_Requirements_
Revise every one of the entries below so that "text query" becomes "text prompt" wherever it occurs. Leave all other text unchanged.

_Dataset excerpts_
▼
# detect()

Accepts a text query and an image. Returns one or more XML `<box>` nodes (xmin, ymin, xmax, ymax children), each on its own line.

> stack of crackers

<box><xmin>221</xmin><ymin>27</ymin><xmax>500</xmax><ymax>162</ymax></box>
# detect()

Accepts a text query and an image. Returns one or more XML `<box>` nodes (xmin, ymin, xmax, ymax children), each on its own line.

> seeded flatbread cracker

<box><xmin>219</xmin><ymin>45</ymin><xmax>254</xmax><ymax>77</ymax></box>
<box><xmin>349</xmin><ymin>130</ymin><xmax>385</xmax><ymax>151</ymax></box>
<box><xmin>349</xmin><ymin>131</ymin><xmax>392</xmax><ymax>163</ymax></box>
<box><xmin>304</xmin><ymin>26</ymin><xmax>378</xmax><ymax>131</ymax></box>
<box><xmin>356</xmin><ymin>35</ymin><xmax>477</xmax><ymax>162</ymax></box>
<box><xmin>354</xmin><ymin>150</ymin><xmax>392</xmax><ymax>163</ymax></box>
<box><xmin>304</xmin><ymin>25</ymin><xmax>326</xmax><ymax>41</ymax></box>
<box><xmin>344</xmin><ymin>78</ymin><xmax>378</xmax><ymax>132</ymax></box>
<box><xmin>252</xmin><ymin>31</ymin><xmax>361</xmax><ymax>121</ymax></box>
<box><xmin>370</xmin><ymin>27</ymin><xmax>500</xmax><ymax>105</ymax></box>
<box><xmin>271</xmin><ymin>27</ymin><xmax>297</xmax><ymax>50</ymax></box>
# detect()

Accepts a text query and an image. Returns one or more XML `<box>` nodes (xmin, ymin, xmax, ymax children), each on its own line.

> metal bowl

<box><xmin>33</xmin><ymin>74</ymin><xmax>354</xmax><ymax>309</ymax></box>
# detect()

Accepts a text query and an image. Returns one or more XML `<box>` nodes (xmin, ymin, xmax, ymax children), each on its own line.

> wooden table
▲
_Completed exercise_
# detect()

Accepts a text prompt and an image. Returns one or more XML `<box>` nodes (xmin, ymin, xmax, ymax children), each on its own line.

> stack of crackers

<box><xmin>221</xmin><ymin>27</ymin><xmax>500</xmax><ymax>162</ymax></box>
# detect()

Accepts a text prompt and an image. Returns one or more XML `<box>` nodes (xmin, ymin, xmax, ymax children), each on its own line.

> seeded flatbread cracker

<box><xmin>219</xmin><ymin>45</ymin><xmax>254</xmax><ymax>77</ymax></box>
<box><xmin>349</xmin><ymin>130</ymin><xmax>385</xmax><ymax>151</ymax></box>
<box><xmin>349</xmin><ymin>131</ymin><xmax>392</xmax><ymax>163</ymax></box>
<box><xmin>304</xmin><ymin>26</ymin><xmax>378</xmax><ymax>131</ymax></box>
<box><xmin>356</xmin><ymin>35</ymin><xmax>477</xmax><ymax>162</ymax></box>
<box><xmin>354</xmin><ymin>150</ymin><xmax>392</xmax><ymax>163</ymax></box>
<box><xmin>304</xmin><ymin>25</ymin><xmax>326</xmax><ymax>41</ymax></box>
<box><xmin>344</xmin><ymin>78</ymin><xmax>378</xmax><ymax>132</ymax></box>
<box><xmin>252</xmin><ymin>31</ymin><xmax>361</xmax><ymax>121</ymax></box>
<box><xmin>370</xmin><ymin>27</ymin><xmax>500</xmax><ymax>105</ymax></box>
<box><xmin>271</xmin><ymin>27</ymin><xmax>297</xmax><ymax>50</ymax></box>
# detect()

Accepts a text prompt and an image. Returns one or more XML `<box>` nodes (xmin, ymin, xmax, ymax children), each on its own line.

> metal bowl

<box><xmin>33</xmin><ymin>74</ymin><xmax>354</xmax><ymax>309</ymax></box>
# detect()

Accepts a text prompt and an image. Returns one or more XML `<box>` nodes (xmin, ymin, xmax, ymax children), each on its own line.

> wooden table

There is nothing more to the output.